Document segment ->
---
Short overview of the asylum procedure

Republic of Ireland

Country Report: Short overview of the asylum procedure Last updated: 20/04/22


Irish Refugee Council Visit Website

The International Protection Act 2015 (IPA) is Ireland’s key legislative instrument enshrining the State’s obligations under international refugee law. The final version of the IPA was signed into law by the President of Ireland in December 2016 and officially commenced on 6 January 2017.[1] Four years on from the commencement of the act, the IPO has now dealt with the “backlog” of transitional cases.  Prior to the outbreak of COVID-19, persons whose circumstances fell outside the prioritisation criteria were likely to be waiting between 8 and 10 months for their substantive interview, whilst applicants who successfully requested prioritisation were interviewed within 4 to 5 months of their initial application.[2] Generally, a person whose case was not prioritised could expect to receive a recommendation on their application within 15 months of claiming protection, while an individual whose case fell within the prioritisation criteria could expect to be waiting 9-10 months.[3] Following the outbreak of COVID-19, restrictions on the operation of the International Protection Office have resulted in significant delays to the overall procedure. The latest figures from the Department of Justice indicate that individuals whose circumstances fall outside the prioritisation criteria are waiting approximately 23 months for a decision on their application, while those who successfully seek prioritisation are waiting approximately 14 months.[4] This marks an increase on the previous reporting period (18 months for non-prioritised applications and 14 months for prioritised applications), despite a commitment by the Department of Justice to reduce the overall processing time to 6-months in line with the recommendations of the Expert Advisory Group.[5]

The IPA introduced a single procedure where refugee status, subsidiary protection, and permission to remain are all examined together in one procedure compared to the previous bifurcated system under the Refugee Act, 1996. Under the IPA, an application for international protection may be lodged either at the port of entry, or directly at the International Protection Office (IPO). The application should be lodged at the earliest possible opportunity as any undue delay may prejudice the application.[6] If the applicant made a claim for international protection status at the port of entry, they must proceed to the IPO to complete the initial asylum process and attend a preliminary interview under Section 13 IPA.


Upon lodging an application for international protection, the applicant first fills out an application form and is given a short interview conducted either by an international protection officer, or by an immigration official – depending on where the application is lodged.

Under Section 21 IPA an application for international protection may be found inadmissible and a recommendation shall be made to the Minister by an international protection officer to this effect. Inadmissibility decisions are made on the grounds that another Member State has granted refugee status or subsidiary protection status to that person, or a country other than a Member State is considered to be a “first country of asylum” for that person.[7] A person has the right to an appeal to the International Protection Appeals Tribunal (IPAT) regarding an inadmissibility decision.
---
Data extracts ->
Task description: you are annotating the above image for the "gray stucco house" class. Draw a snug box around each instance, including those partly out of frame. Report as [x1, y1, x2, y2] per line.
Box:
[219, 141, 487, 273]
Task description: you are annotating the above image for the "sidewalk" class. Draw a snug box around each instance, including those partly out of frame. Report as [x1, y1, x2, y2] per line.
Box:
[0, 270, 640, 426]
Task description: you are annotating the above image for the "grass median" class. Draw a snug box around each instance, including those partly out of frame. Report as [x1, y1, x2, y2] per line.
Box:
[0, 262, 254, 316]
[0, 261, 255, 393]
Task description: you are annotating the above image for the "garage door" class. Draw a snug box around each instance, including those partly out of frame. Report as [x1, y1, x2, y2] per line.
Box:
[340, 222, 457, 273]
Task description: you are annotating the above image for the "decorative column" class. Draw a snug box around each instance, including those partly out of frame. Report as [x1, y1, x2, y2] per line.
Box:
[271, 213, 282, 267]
---
Things to do ->
[a] List every organization or official body named in the paragraphs of the country report, leaving out the header lines above them.
[b] Repeat the part of the country report between "Under Section 21" and "an inadmissibility decision.", inclusive.
[c] Answer these questions from the country report:
(i) On what date did the International Protection Act 2015 officially commence?
(ii) Under which section of the IPA is the preliminary interview held?
(iii) To which body may a person appeal an inadmissibility decision?

Answers to each task ->
[a]
International Protection Office (IPO)
Department of Justice
Expert Advisory Group
International Protection Appeals Tribunal (IPAT)

[b]
Under Section 21 IPA an application for international protection may be found inadmissible and a recommendation shall be made to the Minister by an international protection officer to this effect. Inadmissibility decisions are made on the grounds that another Member State has granted refugee status or subsidiary protection status to that person, or a country other than a Member State is considered to be a “first country of asylum” for that person.[7] A person has the right to an appeal to the International Protection Appeals Tribunal (IPAT) regarding an inadmissibility decision.

[c]
(i) 6 January 2017
(ii) Section 13
(iii) The International Protection Appeals Tribunal (IPAT)